» **Task objective**: Duplicate the lines below word for word, covering every one of them.

-- Material start --

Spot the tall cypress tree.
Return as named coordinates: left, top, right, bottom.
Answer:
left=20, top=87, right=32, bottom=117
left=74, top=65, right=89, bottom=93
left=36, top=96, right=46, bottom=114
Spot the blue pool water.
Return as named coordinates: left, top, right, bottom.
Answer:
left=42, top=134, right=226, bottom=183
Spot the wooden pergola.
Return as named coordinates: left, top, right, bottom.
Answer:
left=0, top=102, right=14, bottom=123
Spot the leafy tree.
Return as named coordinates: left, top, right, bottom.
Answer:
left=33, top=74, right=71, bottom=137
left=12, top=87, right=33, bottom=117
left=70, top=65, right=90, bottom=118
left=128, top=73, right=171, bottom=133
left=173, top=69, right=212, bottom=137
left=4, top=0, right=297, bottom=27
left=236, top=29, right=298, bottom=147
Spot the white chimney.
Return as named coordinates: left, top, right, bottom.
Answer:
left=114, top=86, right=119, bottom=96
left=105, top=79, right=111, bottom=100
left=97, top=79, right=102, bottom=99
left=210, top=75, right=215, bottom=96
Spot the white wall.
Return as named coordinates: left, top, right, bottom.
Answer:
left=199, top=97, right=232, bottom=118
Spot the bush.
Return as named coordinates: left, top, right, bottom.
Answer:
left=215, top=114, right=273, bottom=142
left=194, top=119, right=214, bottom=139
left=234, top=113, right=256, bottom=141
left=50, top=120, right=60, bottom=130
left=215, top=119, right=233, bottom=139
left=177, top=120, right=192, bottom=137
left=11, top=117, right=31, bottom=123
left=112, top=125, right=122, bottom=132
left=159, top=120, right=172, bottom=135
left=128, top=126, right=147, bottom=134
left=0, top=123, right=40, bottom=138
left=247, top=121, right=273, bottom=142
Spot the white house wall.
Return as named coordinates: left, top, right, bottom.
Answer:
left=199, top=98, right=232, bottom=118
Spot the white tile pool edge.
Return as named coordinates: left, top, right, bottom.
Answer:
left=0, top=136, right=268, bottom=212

-- Material end --

» **Response**:
Spot the tall cypress tree.
Return as named coordinates: left, top, right, bottom.
Answer:
left=20, top=87, right=32, bottom=117
left=74, top=65, right=89, bottom=93
left=36, top=96, right=46, bottom=114
Spot the blue pool water.
Return as named coordinates: left, top, right, bottom.
Answer:
left=42, top=134, right=226, bottom=183
Spot the wooden pergola.
Return as named coordinates: left, top, right, bottom.
Answer:
left=0, top=102, right=14, bottom=123
Spot the leafy tree.
Return as named coordinates: left, top, right, bottom.
Answer:
left=33, top=74, right=71, bottom=137
left=12, top=87, right=33, bottom=117
left=70, top=65, right=90, bottom=118
left=128, top=73, right=171, bottom=133
left=173, top=69, right=212, bottom=137
left=4, top=0, right=297, bottom=27
left=236, top=29, right=298, bottom=147
Spot the white chimney.
Return as named coordinates: left, top, right, bottom.
Answer:
left=114, top=86, right=119, bottom=96
left=105, top=79, right=111, bottom=100
left=97, top=79, right=102, bottom=99
left=210, top=75, right=215, bottom=96
Spot the white wall.
Return as named coordinates: left, top, right, bottom.
Answer:
left=199, top=97, right=232, bottom=118
Spot the bush.
Return as named coordinates: left, top, right, bottom.
Answer:
left=215, top=114, right=273, bottom=142
left=194, top=119, right=214, bottom=139
left=234, top=113, right=256, bottom=141
left=50, top=120, right=60, bottom=130
left=215, top=119, right=233, bottom=139
left=177, top=120, right=192, bottom=137
left=11, top=117, right=31, bottom=123
left=112, top=125, right=122, bottom=132
left=159, top=120, right=172, bottom=135
left=128, top=126, right=147, bottom=134
left=0, top=123, right=40, bottom=138
left=247, top=121, right=273, bottom=142
Spot the white house wall.
Return as named coordinates: left, top, right, bottom.
Answer:
left=199, top=98, right=232, bottom=118
Spot the white tile pool edge.
Return as named coordinates: left, top, right, bottom.
Answer:
left=0, top=136, right=268, bottom=212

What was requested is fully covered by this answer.